Задание: Продолжите приведенный ниже текст о понятии повседневности, начав сразу после его последнего предложения.

Несмотря на то что понимание повседневности в работах А. Шюца было проработано с большой глубиной, на тот момент оно не приобрело особой влиятельности в гуманитарных науках. Так, Ф. Бродель понимал под повседневностью нечто иное, а именно «системы достаточно устойчивых отношений между социальной реальностью и массами», включающие «географические, демографические, агротехнические, производственные и потребительские условия материальной жизни», а также «собственно экономические структуры общества, связанные со сферой обмена… и возникающие на их основе социальные структуры, начиная с простейших торговых иерархий и заканчивая, если того требует предмет исследования, государством»[152], а современные историки вообще понимают повседневность слишком аморфно, как то, «что происходит каждый день, в силу чего не удивляет»[153]. Тот факт, что в середине ХХ в. так и не удалось перебросить мост между социолого-философской и исторической трактовкой повседневности, объясняется достаточно просто. Как известно, А. Шюц при жизни издал лишь одну книгу в 1932 г. и предпочитал оставаться свободным ученым, став преподавателем только под конец жизни, в 1952 г.[154] Не способствовала популяризации его идей и чрезмерная усложненность его теоретических построений. Только в результате деятельности его учеников П. Бергера и Т. Лукмана, обобщивших его взгляды и придавших теории повседневности более или менее стройный вид, эта концепция стала приобретать популярность в 1960-х годах.

Список данных:
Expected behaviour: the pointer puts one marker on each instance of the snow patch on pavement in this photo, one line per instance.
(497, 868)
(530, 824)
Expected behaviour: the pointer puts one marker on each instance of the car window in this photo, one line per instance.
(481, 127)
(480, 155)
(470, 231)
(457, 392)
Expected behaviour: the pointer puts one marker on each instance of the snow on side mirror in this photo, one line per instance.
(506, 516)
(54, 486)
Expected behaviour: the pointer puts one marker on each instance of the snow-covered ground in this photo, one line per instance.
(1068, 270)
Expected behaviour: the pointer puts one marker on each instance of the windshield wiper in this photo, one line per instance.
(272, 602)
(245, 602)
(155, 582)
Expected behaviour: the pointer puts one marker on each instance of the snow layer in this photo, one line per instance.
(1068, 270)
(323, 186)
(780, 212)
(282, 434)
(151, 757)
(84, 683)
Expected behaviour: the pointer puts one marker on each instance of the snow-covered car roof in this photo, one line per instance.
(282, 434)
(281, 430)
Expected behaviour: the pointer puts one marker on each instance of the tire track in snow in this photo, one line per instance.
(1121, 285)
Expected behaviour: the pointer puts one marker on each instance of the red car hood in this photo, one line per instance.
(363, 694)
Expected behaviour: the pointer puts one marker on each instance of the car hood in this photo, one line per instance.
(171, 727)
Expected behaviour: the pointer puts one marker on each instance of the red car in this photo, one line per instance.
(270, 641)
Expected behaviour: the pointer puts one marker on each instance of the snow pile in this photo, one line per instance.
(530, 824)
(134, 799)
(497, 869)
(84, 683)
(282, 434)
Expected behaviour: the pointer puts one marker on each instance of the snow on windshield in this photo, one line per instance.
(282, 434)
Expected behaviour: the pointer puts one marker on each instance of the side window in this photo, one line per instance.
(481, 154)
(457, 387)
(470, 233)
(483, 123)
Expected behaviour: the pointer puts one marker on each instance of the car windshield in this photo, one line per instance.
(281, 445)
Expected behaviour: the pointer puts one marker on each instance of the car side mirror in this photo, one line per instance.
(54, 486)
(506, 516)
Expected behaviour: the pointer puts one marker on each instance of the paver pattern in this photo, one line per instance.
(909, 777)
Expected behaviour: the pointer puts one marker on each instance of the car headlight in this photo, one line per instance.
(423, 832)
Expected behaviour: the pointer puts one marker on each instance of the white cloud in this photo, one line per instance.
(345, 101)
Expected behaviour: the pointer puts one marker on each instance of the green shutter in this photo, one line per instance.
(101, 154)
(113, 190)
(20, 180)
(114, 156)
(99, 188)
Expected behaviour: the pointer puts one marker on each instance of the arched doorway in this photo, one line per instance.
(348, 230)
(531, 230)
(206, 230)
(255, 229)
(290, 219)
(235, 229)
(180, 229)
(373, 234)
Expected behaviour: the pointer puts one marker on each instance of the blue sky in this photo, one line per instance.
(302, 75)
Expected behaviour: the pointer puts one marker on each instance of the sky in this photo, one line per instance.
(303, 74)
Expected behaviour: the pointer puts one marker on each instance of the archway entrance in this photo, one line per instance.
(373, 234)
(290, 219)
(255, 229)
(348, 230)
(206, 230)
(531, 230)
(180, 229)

Ответ:
Именно в период 1960–1970-х годов начинается настоящее сближение социологической теории повседневности и исторической науки. Этому предшествовало несколько очередных попыток «обновить» историю, например в рамках устной истории либо истории Х. Уайта и Д. Ла Капра. Правда, эти попытки означали скорее капитуляцию истории как науки, нежели методологиче ские прорывы. Так, попытки «соединить историю, литературу и философию», равно как и последовавший за этим «новый историзм», а также постструктуралистский историзм Р. Барта выглядели больше как вторжение иных наук на поле истории или отрицание за историей статуса полноценной науки, чем как выработка новой исследовательской парадигмы.
Стоит упомянуть историческую социологию, возникающую как раз в этот период, в 1950–1980-е годы (Р. Бендикс, Б. Мур, И. Валлерстайн и др.). Но, по словам М. Крома, для исторических социологов в большей степени характерна попытка генерализаций и поиска каузальных связей, чем внимание к историческому контексту[155], т. е. они действуют, скорее, в рамках макросоциологических подходов и поэтому к рассматриваемой теме не относятся.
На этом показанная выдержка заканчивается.